INPUT:
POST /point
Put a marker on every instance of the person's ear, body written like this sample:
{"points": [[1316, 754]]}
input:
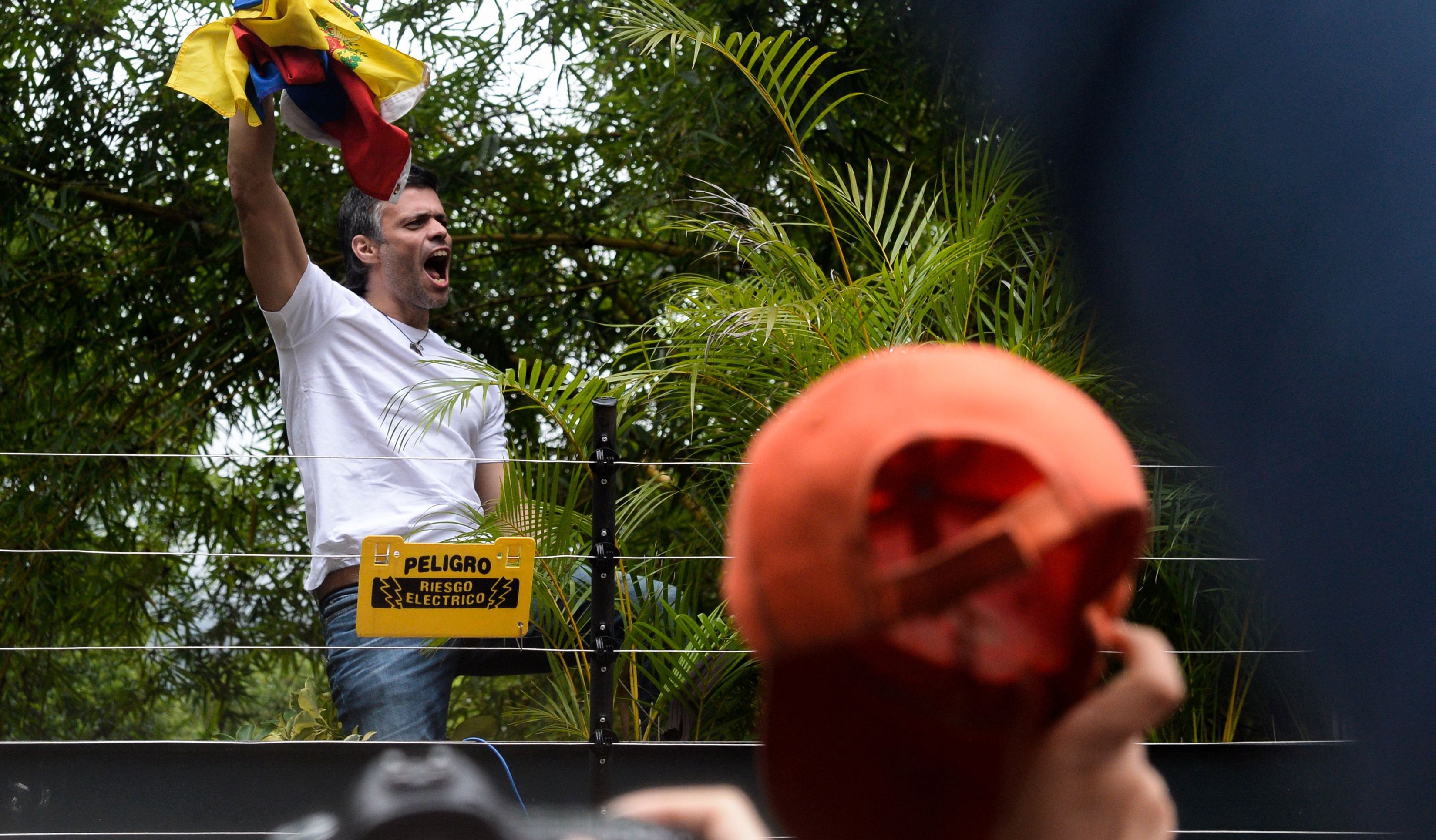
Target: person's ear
{"points": [[365, 249]]}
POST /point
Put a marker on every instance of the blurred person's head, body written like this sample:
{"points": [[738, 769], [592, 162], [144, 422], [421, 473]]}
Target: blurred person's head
{"points": [[918, 543]]}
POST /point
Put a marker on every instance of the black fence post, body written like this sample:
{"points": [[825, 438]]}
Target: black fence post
{"points": [[604, 569]]}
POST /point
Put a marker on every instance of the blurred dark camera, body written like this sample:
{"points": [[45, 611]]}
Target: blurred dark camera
{"points": [[443, 796]]}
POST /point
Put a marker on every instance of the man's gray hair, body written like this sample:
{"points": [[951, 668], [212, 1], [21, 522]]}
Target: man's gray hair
{"points": [[361, 216]]}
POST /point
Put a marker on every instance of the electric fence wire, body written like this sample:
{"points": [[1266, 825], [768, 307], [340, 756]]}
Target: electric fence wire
{"points": [[293, 457], [500, 648], [285, 555], [509, 773]]}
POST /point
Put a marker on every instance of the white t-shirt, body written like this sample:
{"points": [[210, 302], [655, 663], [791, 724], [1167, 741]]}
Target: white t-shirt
{"points": [[341, 361]]}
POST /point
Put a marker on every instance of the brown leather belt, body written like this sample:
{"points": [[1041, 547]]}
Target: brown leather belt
{"points": [[336, 579]]}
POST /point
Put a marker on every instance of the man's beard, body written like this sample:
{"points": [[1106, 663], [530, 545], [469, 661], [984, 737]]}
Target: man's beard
{"points": [[414, 289], [411, 285]]}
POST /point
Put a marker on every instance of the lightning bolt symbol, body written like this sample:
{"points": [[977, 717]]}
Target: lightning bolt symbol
{"points": [[502, 589], [390, 588]]}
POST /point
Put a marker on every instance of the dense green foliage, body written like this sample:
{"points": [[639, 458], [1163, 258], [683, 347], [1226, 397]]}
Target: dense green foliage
{"points": [[641, 220]]}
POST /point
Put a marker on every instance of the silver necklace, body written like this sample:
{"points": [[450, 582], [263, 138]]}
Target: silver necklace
{"points": [[417, 345]]}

DO THIS:
All preceding records should be duplicated verbatim, images excepted.

RESPONSE TO THIS EXERCISE:
POST /point
Put a marker on every instance of the person's ear, body written like this sample:
{"points": [[1316, 754]]}
input:
Target: person's ear
{"points": [[365, 249]]}
POST /point
Put a marker on every instance of the blurred person's head, body written like this sample:
{"points": [[738, 769], [592, 162], [144, 422], [421, 473]]}
Target: blurred person's head
{"points": [[918, 543]]}
POST /point
Put a marker on every instance of the black fence post, body written like this sample:
{"points": [[825, 438]]}
Target: black fence post
{"points": [[604, 569]]}
POST /point
Put a marker on every instance of the blurred dark camera, body written like this sample:
{"points": [[45, 611]]}
Target: blurred dark camera
{"points": [[443, 796]]}
POST /point
Put a marker on every instance of the man's gray hair, body written like this sample:
{"points": [[951, 668], [212, 1], [21, 522]]}
Target: man's gray hair
{"points": [[361, 216]]}
POST /point
Put a marker on every instance of the electric fence wire, body written like this sample:
{"points": [[1266, 825], [768, 307], [340, 756]]}
Target: electric fence wire
{"points": [[293, 457], [500, 648], [285, 555], [509, 773]]}
POST /point
Put a marker on every instance of the white t-shirt, body written like this sample:
{"points": [[210, 302], [655, 663], [791, 724], [1167, 741]]}
Target: white t-shirt
{"points": [[341, 361]]}
POST /point
Put a marker on every instance of the brown leather belt, body written like this sample:
{"points": [[1041, 547]]}
Target: brown leather belt
{"points": [[336, 579]]}
POST /point
Put a marker on every instance of the man's beard, body written like this sample:
{"points": [[1106, 663], [530, 545], [469, 661], [984, 737]]}
Target: man's beard
{"points": [[414, 289], [411, 285]]}
POST /point
Put a marker on every instance of the lightning bolt symbol, body written like this sample:
{"points": [[977, 717]]}
Target: lightning bolt symbol
{"points": [[502, 589], [390, 588]]}
POST /point
Put a marker on every instance of the dense green foliage, body written like this sample:
{"points": [[639, 458], [1163, 258], [683, 347], [1226, 397]]}
Target: dense green foliage
{"points": [[641, 220]]}
POST /point
Put a marker on every instance of the silver necklace, body written like this sample:
{"points": [[450, 582], [263, 138]]}
Target: silver necklace
{"points": [[417, 345]]}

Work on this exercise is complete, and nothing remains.